**Passage to read**
____

Center for Systems Biology awards Ernst Dieter Gilles Prize for the first time

June 13, 2024

Douglas Lauffenburger exemplifies the successful integration of biosciences and engineering. The Stuttgart Research Center Systems Biology (SRCSB) has honored this esteemed MIT scientist with the Ernst Dieter Gilles Prize.
[Picture: University of Stuttgart, SRCSB]

“Professor Lauffenburger is not only one of the world's most influential pioneers in the field of bioengineering and systems biology. He is also regarded as one of the greatest role models for excellent research at the interface of biosciences and engineering,” emphasized Professor Markus Morrison, Managing Director of the SRCSB and Head of the  Institute of Cell Biology and Immunology (IZI) at the University of Stuttgart, at the award ceremony during the SRCSB Day 2024.

Biomedical technology for a better understanding of diseases

Lauffenburger has been Ford Professor of Biological Engineering, Chemical Engineering and Biology at the Massachusetts Institute of Technology (MIT) in Boston since 2009. Over the course of his career, the US scientist has played a key role in advancing the development of biomedical technology. With his research group, he utilizes methods and findings from mathematics, computer science, natural sciences, and engineering to develop models that investigate and influence cellular behavior at the molecular level. This contributes to a better understanding of cancer and infectious diseases as well as inflammatory diseases. He is a member of the David H. Koch Institutes for Integrative Cancer Research and Fellow of the American Association for the Advancement of Science (AAAS).

____

(Saved entries)

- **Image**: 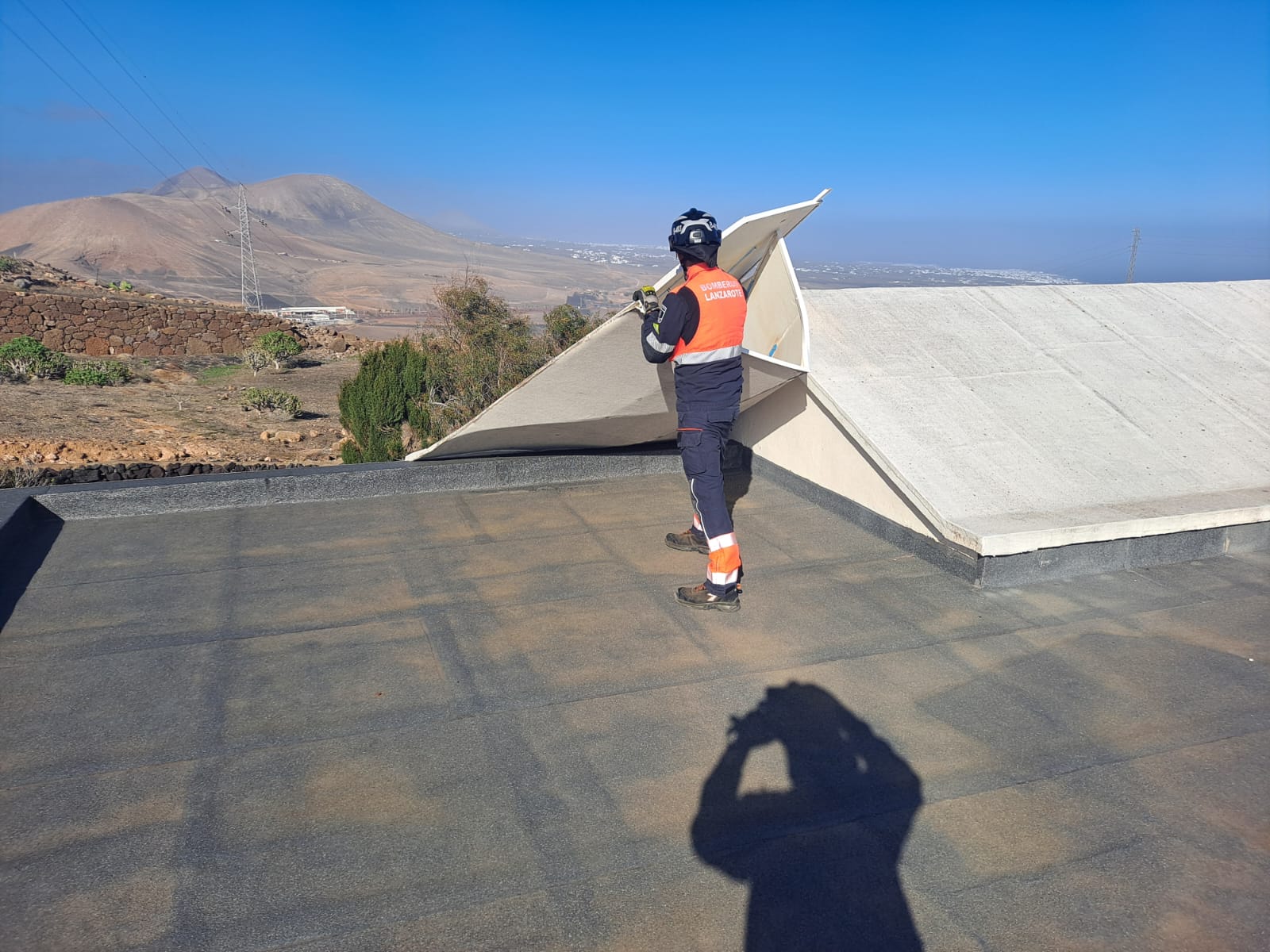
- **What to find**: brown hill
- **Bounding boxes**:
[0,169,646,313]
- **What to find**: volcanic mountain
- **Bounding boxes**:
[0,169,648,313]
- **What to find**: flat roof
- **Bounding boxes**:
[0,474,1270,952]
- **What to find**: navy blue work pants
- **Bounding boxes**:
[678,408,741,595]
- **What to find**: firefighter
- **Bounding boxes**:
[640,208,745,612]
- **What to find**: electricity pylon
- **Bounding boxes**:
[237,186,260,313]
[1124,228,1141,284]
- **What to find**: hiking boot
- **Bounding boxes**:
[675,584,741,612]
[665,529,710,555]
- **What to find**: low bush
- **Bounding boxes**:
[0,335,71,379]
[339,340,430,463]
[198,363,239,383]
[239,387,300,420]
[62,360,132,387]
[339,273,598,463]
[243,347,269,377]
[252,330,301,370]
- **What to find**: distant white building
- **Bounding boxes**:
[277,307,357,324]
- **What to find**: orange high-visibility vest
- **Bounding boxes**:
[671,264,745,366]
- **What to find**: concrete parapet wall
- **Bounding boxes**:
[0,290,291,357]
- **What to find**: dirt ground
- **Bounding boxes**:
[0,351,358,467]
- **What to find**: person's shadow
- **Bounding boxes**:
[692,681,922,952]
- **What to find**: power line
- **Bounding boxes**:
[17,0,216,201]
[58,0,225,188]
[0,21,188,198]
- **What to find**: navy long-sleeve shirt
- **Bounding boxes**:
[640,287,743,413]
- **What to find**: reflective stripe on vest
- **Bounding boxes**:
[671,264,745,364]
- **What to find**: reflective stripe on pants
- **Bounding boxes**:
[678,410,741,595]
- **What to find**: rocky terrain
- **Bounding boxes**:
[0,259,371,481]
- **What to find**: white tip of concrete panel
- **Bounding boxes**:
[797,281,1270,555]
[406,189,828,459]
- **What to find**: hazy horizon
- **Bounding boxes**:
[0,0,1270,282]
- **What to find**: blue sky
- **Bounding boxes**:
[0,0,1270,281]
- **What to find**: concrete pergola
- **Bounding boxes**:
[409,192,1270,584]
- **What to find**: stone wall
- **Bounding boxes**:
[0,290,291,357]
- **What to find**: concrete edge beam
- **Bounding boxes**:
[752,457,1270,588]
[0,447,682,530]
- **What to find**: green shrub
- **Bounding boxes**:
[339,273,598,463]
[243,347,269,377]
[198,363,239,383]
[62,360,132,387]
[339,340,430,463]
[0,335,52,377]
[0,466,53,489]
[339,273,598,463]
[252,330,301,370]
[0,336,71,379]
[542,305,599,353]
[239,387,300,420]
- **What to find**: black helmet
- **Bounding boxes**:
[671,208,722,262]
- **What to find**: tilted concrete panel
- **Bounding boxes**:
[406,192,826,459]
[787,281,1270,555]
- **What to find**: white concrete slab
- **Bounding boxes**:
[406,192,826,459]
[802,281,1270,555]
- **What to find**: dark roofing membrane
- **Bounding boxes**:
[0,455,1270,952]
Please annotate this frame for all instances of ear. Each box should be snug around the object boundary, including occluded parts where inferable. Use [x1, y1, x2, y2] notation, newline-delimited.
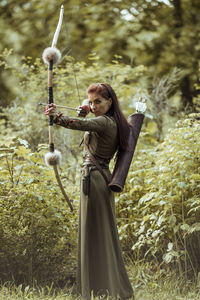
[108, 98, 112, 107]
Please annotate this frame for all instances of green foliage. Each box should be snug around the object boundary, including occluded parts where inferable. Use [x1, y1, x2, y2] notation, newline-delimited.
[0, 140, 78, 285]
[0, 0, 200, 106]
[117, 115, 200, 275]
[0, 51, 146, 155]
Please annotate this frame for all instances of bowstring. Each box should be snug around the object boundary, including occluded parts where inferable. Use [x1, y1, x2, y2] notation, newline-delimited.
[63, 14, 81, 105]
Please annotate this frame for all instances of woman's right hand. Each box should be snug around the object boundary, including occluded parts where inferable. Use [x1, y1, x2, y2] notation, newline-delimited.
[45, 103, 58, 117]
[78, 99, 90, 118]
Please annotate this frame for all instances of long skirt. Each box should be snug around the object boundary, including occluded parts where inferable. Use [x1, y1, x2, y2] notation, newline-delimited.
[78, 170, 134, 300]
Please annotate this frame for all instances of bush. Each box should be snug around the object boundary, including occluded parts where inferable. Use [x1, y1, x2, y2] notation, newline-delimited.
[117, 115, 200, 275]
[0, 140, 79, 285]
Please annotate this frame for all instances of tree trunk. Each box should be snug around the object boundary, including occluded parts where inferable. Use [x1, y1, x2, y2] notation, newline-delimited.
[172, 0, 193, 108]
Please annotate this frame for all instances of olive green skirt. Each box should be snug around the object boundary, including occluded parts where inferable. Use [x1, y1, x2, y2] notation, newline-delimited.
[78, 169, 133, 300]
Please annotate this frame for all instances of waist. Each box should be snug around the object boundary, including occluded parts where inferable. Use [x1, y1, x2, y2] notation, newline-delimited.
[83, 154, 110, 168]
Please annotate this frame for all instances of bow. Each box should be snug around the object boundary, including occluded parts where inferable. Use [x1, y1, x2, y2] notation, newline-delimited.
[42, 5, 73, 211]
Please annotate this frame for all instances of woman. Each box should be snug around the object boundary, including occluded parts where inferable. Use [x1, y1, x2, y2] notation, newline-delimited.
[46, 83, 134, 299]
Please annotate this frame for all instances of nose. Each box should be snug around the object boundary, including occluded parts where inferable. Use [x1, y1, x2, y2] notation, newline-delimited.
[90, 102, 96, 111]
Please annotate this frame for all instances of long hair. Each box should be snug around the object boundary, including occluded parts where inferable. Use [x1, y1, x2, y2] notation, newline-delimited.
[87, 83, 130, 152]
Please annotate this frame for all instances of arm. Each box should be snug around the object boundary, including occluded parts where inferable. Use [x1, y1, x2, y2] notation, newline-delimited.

____

**Work item A**
Answer these questions about the prize article:
(i) Since what year has Lauffenburger been Ford Professor at MIT?
(ii) Who is Managing Director of the SRCSB?
(iii) During which event was the award ceremony held?
**Work item B**
Rewrite the stretch of the prize article from "Douglas Lauffenburger exemplifies" through "Dieter Gilles Prize.", changing "esteemed" to "distinguished".
None of the data is needed here.

**Task output A**
(i) 2009
(ii) Professor Markus Morrison
(iii) The SRCSB Day 2024

**Task output B**
Douglas Lauffenburger exemplifies the successful integration of biosciences and engineering. The Stuttgart Research Center Systems Biology (SRCSB) has honored this distinguished MIT scientist with the Ernst Dieter Gilles Prize.